◆ OBJECTIVE: Select every line in the records below that contains the word "refrigerator", and copy each one. Matching is case-sensitive.

◆ EXCERPTED DATA:
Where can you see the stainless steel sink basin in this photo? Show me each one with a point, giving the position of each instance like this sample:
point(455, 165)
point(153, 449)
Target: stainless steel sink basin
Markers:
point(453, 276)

==

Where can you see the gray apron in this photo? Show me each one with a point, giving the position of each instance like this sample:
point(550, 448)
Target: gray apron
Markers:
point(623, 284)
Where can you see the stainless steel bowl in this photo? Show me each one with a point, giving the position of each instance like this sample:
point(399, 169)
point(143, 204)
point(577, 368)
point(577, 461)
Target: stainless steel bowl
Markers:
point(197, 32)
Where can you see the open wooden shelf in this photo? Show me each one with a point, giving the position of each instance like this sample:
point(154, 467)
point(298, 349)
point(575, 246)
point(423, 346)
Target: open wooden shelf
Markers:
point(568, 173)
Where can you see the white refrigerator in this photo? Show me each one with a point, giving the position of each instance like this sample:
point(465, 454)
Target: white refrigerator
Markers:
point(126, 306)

* * *

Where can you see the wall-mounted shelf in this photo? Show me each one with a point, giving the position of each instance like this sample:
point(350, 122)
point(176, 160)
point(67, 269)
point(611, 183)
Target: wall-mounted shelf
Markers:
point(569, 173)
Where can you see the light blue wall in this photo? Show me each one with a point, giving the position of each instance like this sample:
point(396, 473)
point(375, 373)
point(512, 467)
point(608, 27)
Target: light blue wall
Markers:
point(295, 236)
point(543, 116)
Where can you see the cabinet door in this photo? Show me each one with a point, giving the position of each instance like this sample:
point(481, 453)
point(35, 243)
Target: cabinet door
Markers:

◆ TASK ANSWER:
Where can you see the white refrigerator in this photo? Show me each one with a point, giving the position of each instance like this sample:
Target: white refrigerator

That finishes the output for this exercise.